## Selected text
Alice McDermott’s latest novel, The Ninth Hour, starts with a jolt: the suicide of a young husband that threatens to level an entire building. Yet this rash and selfish act initiates a tale that explores radical selflessness, as embodied in the toil of Roman Catholic sisters who nurse the sick in early 20th-century Brooklyn.
“The Ninth Hour took shape out of my own desire to understand selflessness, self-sacrifice, and the human suffering that the selfless seek to address,” says McDermott, a faculty member in The Writing Seminars. The labor performed by her characters, she adds, is measured “not in some single act of heroism, but in the daily, difficult, unending confrontation with the inevitable pain, illness, waste, aging, darkness, and death that comes of being human, and mortal.”
McDermott is the Richard A. Macksey Professor for Distinguished Teaching in the Humanities. Her fiction has received numerous literary prizes, including the National Book Award and American Book Award. Much of her work is set in the landscape of New York Irish Catholicism, but McDermott observes that “geography was never my strong suit, and so I find the landscapes of my novels more thematic than autobiographical. More a place apart—a fictionalized place—than an accurate historical portrait.”

## Image-grounded pointing data
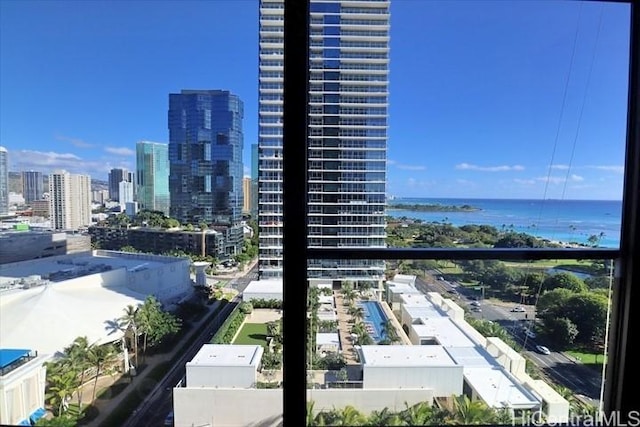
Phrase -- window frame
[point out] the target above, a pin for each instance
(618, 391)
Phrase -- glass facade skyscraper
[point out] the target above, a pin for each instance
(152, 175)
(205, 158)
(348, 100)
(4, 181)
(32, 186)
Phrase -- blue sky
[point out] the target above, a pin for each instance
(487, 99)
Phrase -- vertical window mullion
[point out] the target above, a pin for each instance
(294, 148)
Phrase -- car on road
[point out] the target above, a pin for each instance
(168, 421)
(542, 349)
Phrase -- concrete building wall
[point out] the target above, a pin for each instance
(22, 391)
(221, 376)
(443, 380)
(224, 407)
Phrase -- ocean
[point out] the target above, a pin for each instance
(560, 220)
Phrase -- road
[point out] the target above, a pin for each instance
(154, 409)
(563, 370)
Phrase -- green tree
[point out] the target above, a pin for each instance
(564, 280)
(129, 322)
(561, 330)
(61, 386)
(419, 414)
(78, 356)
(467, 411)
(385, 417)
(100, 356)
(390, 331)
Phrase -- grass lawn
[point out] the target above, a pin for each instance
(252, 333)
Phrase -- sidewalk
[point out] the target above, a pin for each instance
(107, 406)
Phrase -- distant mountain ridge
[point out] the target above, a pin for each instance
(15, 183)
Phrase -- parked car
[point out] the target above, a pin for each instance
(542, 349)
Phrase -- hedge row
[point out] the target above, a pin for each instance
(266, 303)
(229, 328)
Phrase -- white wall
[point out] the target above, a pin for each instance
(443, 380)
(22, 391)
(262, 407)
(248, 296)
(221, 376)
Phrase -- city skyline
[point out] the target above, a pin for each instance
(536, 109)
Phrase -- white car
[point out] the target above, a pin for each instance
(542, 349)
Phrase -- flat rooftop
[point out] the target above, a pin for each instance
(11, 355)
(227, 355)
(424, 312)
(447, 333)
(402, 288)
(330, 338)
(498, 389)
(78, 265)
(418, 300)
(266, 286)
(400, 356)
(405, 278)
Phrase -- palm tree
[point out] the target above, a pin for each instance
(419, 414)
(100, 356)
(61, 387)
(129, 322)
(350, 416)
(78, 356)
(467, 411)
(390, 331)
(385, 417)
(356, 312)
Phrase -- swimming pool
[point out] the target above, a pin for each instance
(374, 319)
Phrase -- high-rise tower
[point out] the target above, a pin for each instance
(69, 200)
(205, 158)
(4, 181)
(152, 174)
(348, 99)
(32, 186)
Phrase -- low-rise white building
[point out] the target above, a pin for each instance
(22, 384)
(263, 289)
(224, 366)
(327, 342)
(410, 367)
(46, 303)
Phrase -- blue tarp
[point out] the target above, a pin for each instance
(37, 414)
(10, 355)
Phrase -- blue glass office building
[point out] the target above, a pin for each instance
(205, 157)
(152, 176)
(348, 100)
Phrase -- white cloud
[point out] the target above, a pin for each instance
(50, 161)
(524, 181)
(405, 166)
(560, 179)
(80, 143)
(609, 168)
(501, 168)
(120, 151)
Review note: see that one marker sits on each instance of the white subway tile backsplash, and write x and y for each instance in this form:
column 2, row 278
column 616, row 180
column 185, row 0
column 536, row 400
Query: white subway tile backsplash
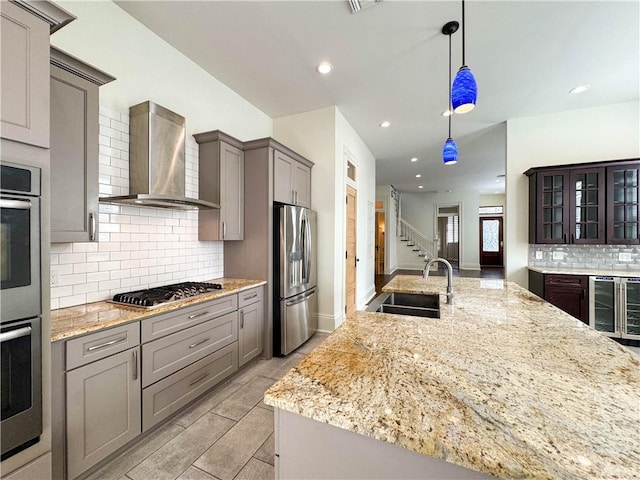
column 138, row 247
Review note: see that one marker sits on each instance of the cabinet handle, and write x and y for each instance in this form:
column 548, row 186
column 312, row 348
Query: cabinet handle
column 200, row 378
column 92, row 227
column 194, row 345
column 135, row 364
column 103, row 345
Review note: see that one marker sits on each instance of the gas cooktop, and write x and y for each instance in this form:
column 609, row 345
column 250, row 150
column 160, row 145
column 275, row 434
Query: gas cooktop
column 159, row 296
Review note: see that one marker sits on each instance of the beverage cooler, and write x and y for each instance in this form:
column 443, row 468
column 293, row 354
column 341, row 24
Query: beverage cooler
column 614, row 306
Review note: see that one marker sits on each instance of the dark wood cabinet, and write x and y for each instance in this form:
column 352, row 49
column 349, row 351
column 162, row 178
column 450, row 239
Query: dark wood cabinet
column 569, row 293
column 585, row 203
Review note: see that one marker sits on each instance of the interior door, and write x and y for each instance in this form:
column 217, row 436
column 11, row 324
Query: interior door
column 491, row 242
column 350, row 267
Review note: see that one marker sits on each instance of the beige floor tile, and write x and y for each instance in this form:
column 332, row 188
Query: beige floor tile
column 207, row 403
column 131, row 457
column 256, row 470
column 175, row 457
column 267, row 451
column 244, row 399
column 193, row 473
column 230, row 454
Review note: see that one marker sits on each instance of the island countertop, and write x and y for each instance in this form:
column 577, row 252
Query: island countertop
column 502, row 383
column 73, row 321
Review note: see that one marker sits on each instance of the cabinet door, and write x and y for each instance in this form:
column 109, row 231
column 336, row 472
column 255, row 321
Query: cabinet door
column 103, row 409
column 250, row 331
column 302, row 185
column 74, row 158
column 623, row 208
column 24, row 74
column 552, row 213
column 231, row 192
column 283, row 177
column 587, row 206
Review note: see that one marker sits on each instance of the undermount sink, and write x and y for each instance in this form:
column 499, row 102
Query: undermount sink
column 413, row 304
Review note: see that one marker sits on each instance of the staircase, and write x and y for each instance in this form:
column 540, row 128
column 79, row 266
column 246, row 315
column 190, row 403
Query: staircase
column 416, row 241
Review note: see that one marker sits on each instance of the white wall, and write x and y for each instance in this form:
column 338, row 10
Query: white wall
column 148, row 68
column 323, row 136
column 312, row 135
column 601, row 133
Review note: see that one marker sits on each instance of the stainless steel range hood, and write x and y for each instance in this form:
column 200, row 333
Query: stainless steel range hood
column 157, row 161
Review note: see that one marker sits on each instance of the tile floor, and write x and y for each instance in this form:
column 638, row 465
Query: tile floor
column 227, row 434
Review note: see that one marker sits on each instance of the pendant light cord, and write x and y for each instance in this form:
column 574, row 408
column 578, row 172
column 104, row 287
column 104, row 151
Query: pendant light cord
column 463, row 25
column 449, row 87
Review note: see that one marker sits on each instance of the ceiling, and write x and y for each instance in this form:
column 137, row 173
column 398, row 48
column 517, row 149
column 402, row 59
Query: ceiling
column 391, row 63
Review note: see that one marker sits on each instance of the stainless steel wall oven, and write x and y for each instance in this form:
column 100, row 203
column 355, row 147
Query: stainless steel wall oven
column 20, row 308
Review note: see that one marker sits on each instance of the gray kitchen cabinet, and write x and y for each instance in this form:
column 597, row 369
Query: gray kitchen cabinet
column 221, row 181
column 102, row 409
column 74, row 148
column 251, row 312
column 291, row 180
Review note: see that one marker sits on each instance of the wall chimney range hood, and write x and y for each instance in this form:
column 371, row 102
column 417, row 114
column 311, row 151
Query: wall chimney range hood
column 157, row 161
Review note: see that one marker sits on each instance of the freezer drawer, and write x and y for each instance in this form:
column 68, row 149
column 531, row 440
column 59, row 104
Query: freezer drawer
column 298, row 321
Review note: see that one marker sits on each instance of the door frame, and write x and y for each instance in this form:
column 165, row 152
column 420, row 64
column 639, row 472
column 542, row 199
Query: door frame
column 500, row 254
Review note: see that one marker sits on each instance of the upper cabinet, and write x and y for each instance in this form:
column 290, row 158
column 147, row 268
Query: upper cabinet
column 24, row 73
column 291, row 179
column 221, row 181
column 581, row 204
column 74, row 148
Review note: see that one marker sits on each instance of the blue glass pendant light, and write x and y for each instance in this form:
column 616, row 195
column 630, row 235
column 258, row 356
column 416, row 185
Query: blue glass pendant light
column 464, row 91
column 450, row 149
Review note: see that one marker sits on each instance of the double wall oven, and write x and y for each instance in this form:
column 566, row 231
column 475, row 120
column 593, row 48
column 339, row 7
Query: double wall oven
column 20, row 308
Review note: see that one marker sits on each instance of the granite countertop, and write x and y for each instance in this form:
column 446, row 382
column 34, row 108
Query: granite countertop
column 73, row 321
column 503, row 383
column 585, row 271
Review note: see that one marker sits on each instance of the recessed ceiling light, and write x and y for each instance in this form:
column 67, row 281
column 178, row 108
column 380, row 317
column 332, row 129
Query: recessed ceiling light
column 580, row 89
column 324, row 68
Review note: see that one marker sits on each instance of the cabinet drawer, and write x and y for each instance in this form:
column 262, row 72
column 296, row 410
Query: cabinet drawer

* * *

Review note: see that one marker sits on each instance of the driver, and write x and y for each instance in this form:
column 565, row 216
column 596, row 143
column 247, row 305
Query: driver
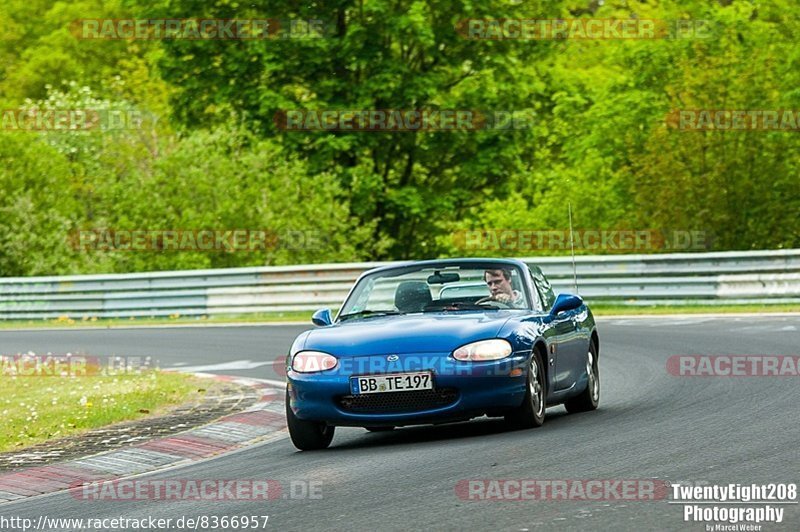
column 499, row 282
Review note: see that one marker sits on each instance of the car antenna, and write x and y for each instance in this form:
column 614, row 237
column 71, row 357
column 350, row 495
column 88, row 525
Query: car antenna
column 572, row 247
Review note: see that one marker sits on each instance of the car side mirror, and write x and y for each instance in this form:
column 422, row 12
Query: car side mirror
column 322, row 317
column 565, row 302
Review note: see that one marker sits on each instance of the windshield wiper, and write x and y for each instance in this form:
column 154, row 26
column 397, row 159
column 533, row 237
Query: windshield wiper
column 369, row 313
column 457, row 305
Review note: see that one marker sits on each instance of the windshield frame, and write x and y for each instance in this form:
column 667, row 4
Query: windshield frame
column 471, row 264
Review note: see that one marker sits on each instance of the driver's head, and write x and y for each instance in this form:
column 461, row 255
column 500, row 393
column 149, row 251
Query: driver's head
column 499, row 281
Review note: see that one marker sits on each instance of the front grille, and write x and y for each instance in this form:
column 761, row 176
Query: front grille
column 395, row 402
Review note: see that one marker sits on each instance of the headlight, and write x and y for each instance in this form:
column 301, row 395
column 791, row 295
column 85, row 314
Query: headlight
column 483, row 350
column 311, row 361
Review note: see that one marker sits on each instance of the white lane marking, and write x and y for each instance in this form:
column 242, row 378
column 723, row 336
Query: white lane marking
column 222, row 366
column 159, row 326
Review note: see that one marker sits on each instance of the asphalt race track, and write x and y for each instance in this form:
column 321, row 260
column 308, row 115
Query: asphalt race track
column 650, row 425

## Your task
Can you print the McDermott article from "Alice McDermott’s latest" up to and including "early 20th-century Brooklyn."? The lines above aren't needed here.

## Result for this exercise
Alice McDermott’s latest novel, The Ninth Hour, starts with a jolt: the suicide of a young husband that threatens to level an entire building. Yet this rash and selfish act initiates a tale that explores radical selflessness, as embodied in the toil of Roman Catholic sisters who nurse the sick in early 20th-century Brooklyn.